*** RECORDS FOR THIS EXERCISE ***
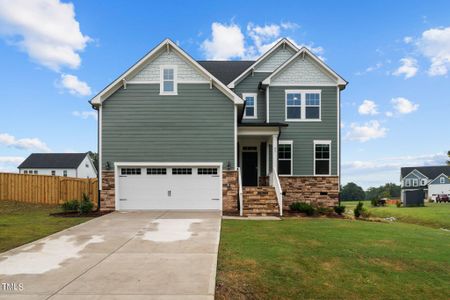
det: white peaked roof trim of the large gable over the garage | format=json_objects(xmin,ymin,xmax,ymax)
[{"xmin": 90, "ymin": 39, "xmax": 244, "ymax": 106}]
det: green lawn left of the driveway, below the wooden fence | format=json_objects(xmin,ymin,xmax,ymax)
[{"xmin": 0, "ymin": 201, "xmax": 92, "ymax": 252}]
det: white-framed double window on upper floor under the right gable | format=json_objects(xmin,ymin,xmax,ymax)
[{"xmin": 286, "ymin": 90, "xmax": 321, "ymax": 121}]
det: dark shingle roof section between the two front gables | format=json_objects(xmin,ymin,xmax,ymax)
[{"xmin": 197, "ymin": 60, "xmax": 254, "ymax": 84}]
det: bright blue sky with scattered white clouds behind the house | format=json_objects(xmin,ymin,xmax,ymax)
[{"xmin": 0, "ymin": 0, "xmax": 450, "ymax": 187}]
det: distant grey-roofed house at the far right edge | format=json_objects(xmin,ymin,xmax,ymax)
[{"xmin": 400, "ymin": 166, "xmax": 450, "ymax": 204}]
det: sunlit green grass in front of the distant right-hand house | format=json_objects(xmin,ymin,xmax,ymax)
[{"xmin": 342, "ymin": 201, "xmax": 450, "ymax": 229}]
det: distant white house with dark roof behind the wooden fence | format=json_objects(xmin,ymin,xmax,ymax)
[{"xmin": 18, "ymin": 153, "xmax": 97, "ymax": 178}]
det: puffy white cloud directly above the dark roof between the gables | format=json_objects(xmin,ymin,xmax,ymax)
[{"xmin": 201, "ymin": 22, "xmax": 245, "ymax": 60}]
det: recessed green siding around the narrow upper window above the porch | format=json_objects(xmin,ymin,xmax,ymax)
[{"xmin": 234, "ymin": 72, "xmax": 270, "ymax": 123}]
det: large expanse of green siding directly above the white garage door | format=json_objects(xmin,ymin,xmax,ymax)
[{"xmin": 102, "ymin": 84, "xmax": 235, "ymax": 168}]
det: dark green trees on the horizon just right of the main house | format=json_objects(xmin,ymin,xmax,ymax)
[{"xmin": 340, "ymin": 182, "xmax": 401, "ymax": 201}]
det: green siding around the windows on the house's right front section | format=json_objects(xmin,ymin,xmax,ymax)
[{"xmin": 269, "ymin": 86, "xmax": 338, "ymax": 176}]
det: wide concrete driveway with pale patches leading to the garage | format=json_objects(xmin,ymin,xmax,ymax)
[{"xmin": 0, "ymin": 211, "xmax": 221, "ymax": 299}]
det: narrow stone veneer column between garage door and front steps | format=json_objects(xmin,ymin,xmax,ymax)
[{"xmin": 222, "ymin": 171, "xmax": 239, "ymax": 214}]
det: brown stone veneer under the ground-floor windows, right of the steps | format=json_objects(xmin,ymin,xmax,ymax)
[{"xmin": 279, "ymin": 176, "xmax": 339, "ymax": 210}]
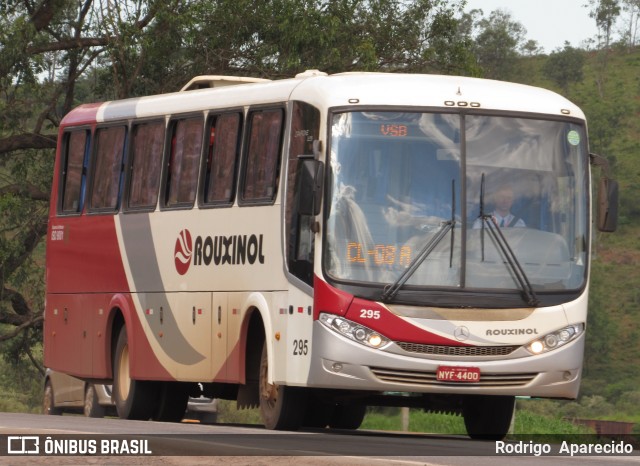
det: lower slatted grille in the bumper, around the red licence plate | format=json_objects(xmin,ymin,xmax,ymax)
[{"xmin": 371, "ymin": 367, "xmax": 538, "ymax": 387}]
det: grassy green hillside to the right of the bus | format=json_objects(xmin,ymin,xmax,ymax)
[{"xmin": 521, "ymin": 47, "xmax": 640, "ymax": 414}]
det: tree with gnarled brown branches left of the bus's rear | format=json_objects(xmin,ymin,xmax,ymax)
[{"xmin": 0, "ymin": 0, "xmax": 178, "ymax": 370}]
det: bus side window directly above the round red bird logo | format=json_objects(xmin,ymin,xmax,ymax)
[{"xmin": 164, "ymin": 117, "xmax": 203, "ymax": 208}]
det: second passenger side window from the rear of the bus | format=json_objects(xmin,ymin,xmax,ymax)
[{"xmin": 90, "ymin": 126, "xmax": 127, "ymax": 212}]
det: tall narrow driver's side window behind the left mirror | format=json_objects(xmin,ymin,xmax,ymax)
[{"xmin": 285, "ymin": 101, "xmax": 320, "ymax": 286}]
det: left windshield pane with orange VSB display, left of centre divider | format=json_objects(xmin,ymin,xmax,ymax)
[{"xmin": 326, "ymin": 112, "xmax": 461, "ymax": 286}]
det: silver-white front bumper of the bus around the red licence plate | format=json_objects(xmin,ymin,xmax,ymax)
[{"xmin": 308, "ymin": 321, "xmax": 584, "ymax": 399}]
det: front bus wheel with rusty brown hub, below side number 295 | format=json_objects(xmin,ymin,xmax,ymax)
[{"xmin": 259, "ymin": 343, "xmax": 307, "ymax": 430}]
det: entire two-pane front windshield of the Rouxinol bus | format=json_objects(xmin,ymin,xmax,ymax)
[{"xmin": 324, "ymin": 111, "xmax": 589, "ymax": 300}]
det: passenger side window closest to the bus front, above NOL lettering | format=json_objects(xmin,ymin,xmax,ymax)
[{"xmin": 240, "ymin": 108, "xmax": 284, "ymax": 204}]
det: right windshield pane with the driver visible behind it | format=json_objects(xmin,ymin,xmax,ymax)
[{"xmin": 465, "ymin": 115, "xmax": 587, "ymax": 290}]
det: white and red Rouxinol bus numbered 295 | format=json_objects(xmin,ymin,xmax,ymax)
[{"xmin": 44, "ymin": 71, "xmax": 617, "ymax": 438}]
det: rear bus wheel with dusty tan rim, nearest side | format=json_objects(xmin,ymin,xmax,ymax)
[{"xmin": 113, "ymin": 327, "xmax": 158, "ymax": 421}]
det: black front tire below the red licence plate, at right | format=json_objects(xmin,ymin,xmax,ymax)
[{"xmin": 462, "ymin": 395, "xmax": 516, "ymax": 441}]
***
Your task is to reproduce exactly the lines that begin with the one containing "det: rear bus" and continue to the end of the data, both ends included.

• EXERCISE OUTPUT
det: rear bus wheel with dusty tan rim, nearest side | format=json_objects(xmin,ymin,xmax,ymax)
[{"xmin": 113, "ymin": 327, "xmax": 158, "ymax": 421}]
det: black front tire below the red licence plate, at right | format=json_objects(xmin,ymin,xmax,ymax)
[{"xmin": 462, "ymin": 395, "xmax": 516, "ymax": 441}]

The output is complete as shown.